» **Work instructions**:
Print the records exactly as given.
*** Data provided Section Begins ***
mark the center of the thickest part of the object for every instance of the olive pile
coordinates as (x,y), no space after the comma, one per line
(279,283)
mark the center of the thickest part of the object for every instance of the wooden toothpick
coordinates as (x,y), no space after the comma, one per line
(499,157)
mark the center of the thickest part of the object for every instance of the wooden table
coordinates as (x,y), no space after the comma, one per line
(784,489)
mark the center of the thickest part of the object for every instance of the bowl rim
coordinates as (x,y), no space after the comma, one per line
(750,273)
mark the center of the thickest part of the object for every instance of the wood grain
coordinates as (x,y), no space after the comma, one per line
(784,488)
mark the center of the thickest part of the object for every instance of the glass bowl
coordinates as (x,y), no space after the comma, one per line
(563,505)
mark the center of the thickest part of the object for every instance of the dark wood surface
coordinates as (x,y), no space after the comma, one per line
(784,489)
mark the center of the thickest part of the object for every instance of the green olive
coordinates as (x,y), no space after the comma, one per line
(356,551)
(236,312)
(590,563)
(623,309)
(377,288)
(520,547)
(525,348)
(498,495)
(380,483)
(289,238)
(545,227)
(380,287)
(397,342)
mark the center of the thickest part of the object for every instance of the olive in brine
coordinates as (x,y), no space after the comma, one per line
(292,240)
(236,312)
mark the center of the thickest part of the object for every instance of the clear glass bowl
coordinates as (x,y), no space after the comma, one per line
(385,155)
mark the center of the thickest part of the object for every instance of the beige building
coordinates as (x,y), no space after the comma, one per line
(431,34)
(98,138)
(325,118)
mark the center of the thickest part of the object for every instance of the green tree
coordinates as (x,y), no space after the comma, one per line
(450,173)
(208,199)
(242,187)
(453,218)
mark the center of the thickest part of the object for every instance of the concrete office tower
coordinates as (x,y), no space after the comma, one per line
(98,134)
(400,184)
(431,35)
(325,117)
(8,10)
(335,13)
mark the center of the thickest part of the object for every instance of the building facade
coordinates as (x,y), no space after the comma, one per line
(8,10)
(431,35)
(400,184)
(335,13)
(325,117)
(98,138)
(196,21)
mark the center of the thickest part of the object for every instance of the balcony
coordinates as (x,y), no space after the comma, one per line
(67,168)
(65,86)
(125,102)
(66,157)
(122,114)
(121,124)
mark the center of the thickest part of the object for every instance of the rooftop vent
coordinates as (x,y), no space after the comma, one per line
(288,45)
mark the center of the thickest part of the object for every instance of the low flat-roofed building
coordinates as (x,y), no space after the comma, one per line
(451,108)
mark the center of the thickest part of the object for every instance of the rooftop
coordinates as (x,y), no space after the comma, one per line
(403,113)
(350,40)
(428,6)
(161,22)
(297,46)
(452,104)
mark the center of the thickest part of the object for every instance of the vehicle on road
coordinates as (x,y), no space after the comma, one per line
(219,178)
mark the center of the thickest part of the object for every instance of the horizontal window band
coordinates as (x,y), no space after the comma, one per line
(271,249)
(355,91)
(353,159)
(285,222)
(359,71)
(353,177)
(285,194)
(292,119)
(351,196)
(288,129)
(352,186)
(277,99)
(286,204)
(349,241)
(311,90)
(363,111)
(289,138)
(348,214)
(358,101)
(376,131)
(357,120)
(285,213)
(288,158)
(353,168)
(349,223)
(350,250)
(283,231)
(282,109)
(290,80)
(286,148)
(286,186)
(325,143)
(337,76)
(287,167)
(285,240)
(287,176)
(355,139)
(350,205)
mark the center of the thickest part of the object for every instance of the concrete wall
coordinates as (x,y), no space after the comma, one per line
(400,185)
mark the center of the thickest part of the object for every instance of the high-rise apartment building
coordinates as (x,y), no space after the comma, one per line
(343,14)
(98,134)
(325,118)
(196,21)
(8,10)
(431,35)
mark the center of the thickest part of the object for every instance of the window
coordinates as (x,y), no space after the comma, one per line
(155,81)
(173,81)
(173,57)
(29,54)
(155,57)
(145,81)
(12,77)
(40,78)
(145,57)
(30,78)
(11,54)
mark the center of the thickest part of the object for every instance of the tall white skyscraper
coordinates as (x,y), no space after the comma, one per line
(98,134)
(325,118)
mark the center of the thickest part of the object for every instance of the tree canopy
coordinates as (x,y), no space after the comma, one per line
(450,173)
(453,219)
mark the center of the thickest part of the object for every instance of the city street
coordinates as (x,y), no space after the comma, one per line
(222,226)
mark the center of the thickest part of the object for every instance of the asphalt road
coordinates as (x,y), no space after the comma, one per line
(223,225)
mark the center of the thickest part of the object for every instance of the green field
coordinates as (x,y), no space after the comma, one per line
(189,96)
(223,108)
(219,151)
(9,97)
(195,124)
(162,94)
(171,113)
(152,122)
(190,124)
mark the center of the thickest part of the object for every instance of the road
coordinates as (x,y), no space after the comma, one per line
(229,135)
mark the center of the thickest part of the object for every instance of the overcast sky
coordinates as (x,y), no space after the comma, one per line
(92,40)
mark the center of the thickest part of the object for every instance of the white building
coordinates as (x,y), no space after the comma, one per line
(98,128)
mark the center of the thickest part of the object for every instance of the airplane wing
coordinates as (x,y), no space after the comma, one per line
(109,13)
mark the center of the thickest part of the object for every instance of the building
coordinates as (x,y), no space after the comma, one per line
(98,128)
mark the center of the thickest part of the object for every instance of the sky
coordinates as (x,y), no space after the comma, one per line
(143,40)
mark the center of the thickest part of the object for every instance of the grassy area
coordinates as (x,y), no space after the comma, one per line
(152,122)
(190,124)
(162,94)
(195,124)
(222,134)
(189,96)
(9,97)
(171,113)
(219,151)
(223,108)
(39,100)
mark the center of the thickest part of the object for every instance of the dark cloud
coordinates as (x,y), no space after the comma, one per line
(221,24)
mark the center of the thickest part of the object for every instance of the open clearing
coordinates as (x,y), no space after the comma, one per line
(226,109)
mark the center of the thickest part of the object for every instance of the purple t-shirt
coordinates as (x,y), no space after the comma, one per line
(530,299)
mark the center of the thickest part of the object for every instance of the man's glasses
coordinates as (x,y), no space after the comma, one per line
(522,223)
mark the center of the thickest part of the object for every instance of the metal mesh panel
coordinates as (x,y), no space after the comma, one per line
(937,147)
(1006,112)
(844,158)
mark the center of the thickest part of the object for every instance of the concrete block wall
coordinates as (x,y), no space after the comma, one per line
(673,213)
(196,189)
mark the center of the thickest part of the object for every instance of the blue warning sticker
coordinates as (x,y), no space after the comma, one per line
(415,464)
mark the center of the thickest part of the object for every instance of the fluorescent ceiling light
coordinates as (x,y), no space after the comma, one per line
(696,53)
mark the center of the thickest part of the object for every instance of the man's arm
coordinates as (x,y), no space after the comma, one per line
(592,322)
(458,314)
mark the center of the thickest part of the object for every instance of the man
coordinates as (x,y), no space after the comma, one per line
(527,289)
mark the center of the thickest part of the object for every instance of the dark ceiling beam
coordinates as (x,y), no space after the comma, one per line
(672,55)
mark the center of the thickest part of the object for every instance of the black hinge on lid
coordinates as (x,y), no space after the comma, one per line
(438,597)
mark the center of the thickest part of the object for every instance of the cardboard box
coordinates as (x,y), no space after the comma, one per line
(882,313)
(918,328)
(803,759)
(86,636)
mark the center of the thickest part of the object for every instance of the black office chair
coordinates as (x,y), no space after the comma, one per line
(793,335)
*** Data provided Section Ends ***
» **Exercise solution**:
mark the center of the thickest part of the object for every instance of the olive pile
coordinates as (x,y), no space after the comma, one per line
(279,283)
mark the center of the thickest part of the object for every instance of the wooden toothpick
coordinates as (x,y), no space after the comma, one per line
(499,157)
mark the center of the thickest part of the object for every instance of the wooden table
coordinates as (x,y), no space after the comma, one per line
(784,489)
mark the center of the thickest part of the object for every instance of the bowl rim
coordinates as (x,y), no space after the comma, one per line
(750,273)
mark the center of the thickest part of the object for every instance of the wood grain
coordinates as (x,y), no space after the comma, one per line
(784,488)
mark the center of the thickest part of the object for every instance of the glass bowl
coordinates as (x,y), no space after the comma, one per line
(563,505)
mark the center of the thickest part of the object for every instance of the dark wood surface
coordinates as (x,y), no space after the comma, one per line
(784,489)
mark the center of the thickest part of the object for every instance of the green olive
coordinates as (x,y), no space after the comma, one per line
(356,551)
(236,312)
(590,563)
(623,309)
(377,288)
(520,547)
(525,348)
(498,495)
(380,483)
(289,238)
(545,227)
(380,287)
(397,342)
mark the center of the thickest part of the object for every instance of the olive in brine
coordinates as (x,y), no space after the comma, one per line
(292,240)
(236,312)
mark the center of the thickest part of the object for every instance of the clear glass bowl
coordinates as (x,y), no space after the comma, one per line
(385,155)
mark the center of the thickest part of the object for every instance of the beige building
coordinates as (x,y), no space after the comma, one per line
(431,34)
(98,138)
(325,118)
mark the center of the thickest part of the object for every instance of the green tree
coordinates as (x,y), no space after the comma, one per line
(450,173)
(208,199)
(242,187)
(453,218)
mark the center of the thickest part of the object for every instance of the concrete office tower
coordinates as (x,y), no space after the comma, one per line
(98,134)
(400,184)
(431,35)
(325,117)
(8,10)
(335,13)
mark the center of the thickest part of the object for every instance of the building facade
coordinates as (x,y), no space after the comma, one per line
(8,10)
(431,35)
(400,184)
(335,13)
(325,117)
(98,138)
(196,21)
mark the center of the thickest part of the object for every instance of the balcony
coordinates as (x,y), no space after the comma, one per line
(67,168)
(65,86)
(125,102)
(66,157)
(122,114)
(121,124)
mark the center of the thickest part of the object for every instance of the rooftop vent
coordinates as (x,y), no space after the comma, one per line
(288,45)
mark the center of the thickest part of the object for every instance of the low flat-roofed building
coordinates as (x,y), no space after the comma, one per line
(451,108)
mark the center of the thickest part of the object for every instance of the rooftop
coordinates as (x,y), no space after the comma, one per line
(403,113)
(350,40)
(428,6)
(161,22)
(297,46)
(452,104)
mark the center of the thickest part of the object for every instance of the vehicle on road
coordinates as (x,y), no space after the comma, one per line
(219,178)
mark the center of the thickest part of the object for every instance of the horizontal window band
coordinates as (x,y), no space after the comma, one per line
(271,249)
(355,91)
(353,159)
(285,222)
(359,71)
(353,177)
(285,194)
(292,119)
(351,196)
(288,129)
(352,186)
(277,99)
(286,204)
(349,241)
(311,90)
(363,111)
(289,138)
(348,214)
(358,101)
(376,131)
(357,120)
(285,213)
(288,158)
(353,168)
(349,223)
(350,250)
(283,231)
(282,109)
(290,80)
(286,148)
(286,186)
(325,143)
(337,76)
(287,167)
(285,240)
(287,176)
(355,139)
(350,205)
mark the center of the thickest part of the object for every instance of the concrete wall
coordinates as (x,y), no space after the comma, one per line
(400,185)
mark the center of the thickest part of the object for every instance of the high-rise apartment building
coordinates as (x,y), no space after the comma, one per line
(343,14)
(98,134)
(325,118)
(196,21)
(8,10)
(431,35)
mark the center of the thickest part of the object for every instance of the window
coordinates as (x,y), no space after the comma, one per line
(155,81)
(173,81)
(173,57)
(29,54)
(155,57)
(145,81)
(12,77)
(40,78)
(145,57)
(30,78)
(11,54)
mark the center of the thickest part of the object for every instance of the tall white skyscraper
coordinates as (x,y), no space after the comma, one per line
(98,134)
(325,118)
mark the center of the thickest part of the object for every instance of the tree canopy
coordinates as (x,y), no space after the comma, one per line
(450,173)
(453,219)
mark the center of the thickest part of the object for every instance of the city street
coordinates as (x,y), no space after the comma, one per line
(222,226)
mark the center of the thickest part of the object for every instance of the asphalt road
coordinates as (x,y), no space after the comma, one per line
(223,225)
mark the center of the thickest part of the object for every instance of the green field
coordinates as (x,y), no space after the comma, one per line
(189,96)
(223,108)
(219,151)
(9,97)
(195,124)
(162,94)
(171,113)
(152,122)
(190,124)
mark the center of the thickest part of the object for every instance of the road
coordinates as (x,y), no space after the comma, one per line
(229,135)
mark the center of the thickest part of the object for every instance of the overcast sky
coordinates as (x,y), no space after the comma, one per line
(92,40)
mark the center of the thickest part of the object for every instance of the white building
coordinates as (x,y), no space after the comma, one per line
(98,128)
mark the center of the thickest part of the object for every instance of the airplane wing
coordinates as (x,y), no space after the comma, one per line
(109,13)
mark the center of the thickest part of the object for every instance of the building
coordinates as (x,y), no space after the comma, one per line
(98,128)
mark the center of the thickest part of the object for every instance of the sky
coordinates as (x,y), no space after the comma, one per line
(143,40)
mark the center of the thickest part of the object for every instance of the grassy area
coordinates as (x,y), no space after the comma, one per line
(152,122)
(190,124)
(162,94)
(195,124)
(222,134)
(189,96)
(9,97)
(171,113)
(219,151)
(223,108)
(39,100)
mark the center of the thickest part of the object for every instance of the dark cloud
coordinates as (x,y), no space after the comma, one per line
(221,24)
mark the center of the thickest part of the object for every instance of the open clearing
coordinates as (x,y), no space after the comma, one per line
(226,109)
mark the center of the thickest part of the object for every instance of the purple t-shirt
coordinates as (x,y), no space after the comma, one per line
(530,299)
mark the center of the thickest part of the object for every instance of the man's glasses
coordinates as (x,y), no space after the comma, one per line
(522,223)
mark the center of the thickest part of the object for every instance of the metal mesh panel
coordinates as (x,y), no space after the comma, one per line
(937,147)
(1006,112)
(844,158)
mark the center of the thickest part of the object for every instance of the concrete block wall
coordinates as (x,y), no space after the comma, one per line
(673,213)
(196,189)
mark the center of the thickest part of the object for every instance of the blue warning sticker
coordinates as (x,y), no space after the comma, one per line
(415,464)
mark the center of the thickest part of the object for every instance of the fluorescent ceiling light
coordinates as (x,y), no space after the comma, one per line
(696,53)
mark the center of the thickest part of the object for every instance of the man's arm
coordinates as (x,y), no space after the comma, one per line
(592,322)
(458,314)
mark the center of the thickest part of the object for every instance of the man
coordinates as (x,y), no space after the comma, one per line
(527,289)
mark the center of the thickest part of the object for every instance of the dark ceiling beam
coordinates as (x,y), no space after the comma, one per line
(672,55)
mark the center of the thickest part of the object for every instance of the black hinge on lid
coordinates as (x,y), no space after the comma, one per line
(438,597)
mark the center of the thickest part of the object for every instance of the cardboard box
coordinates as (x,y), no space after the comma, one per line
(882,313)
(918,328)
(803,759)
(86,636)
mark the center of the thickest part of the object for every instance of the black office chair
coordinates as (x,y), no space after the comma, one per line
(793,335)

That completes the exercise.